Exercise input
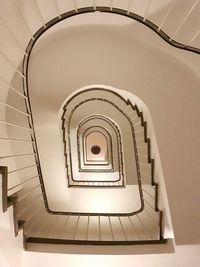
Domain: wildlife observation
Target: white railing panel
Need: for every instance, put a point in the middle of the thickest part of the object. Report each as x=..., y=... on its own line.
x=48, y=9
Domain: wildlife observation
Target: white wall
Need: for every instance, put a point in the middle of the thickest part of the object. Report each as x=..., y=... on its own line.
x=133, y=58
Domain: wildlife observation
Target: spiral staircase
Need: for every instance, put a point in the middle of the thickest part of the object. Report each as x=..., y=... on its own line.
x=122, y=187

Requirement
Copy all lines from the material that contain "Target".

Written answer
Target: white railing panel
Target: white wall
Target: spiral staircase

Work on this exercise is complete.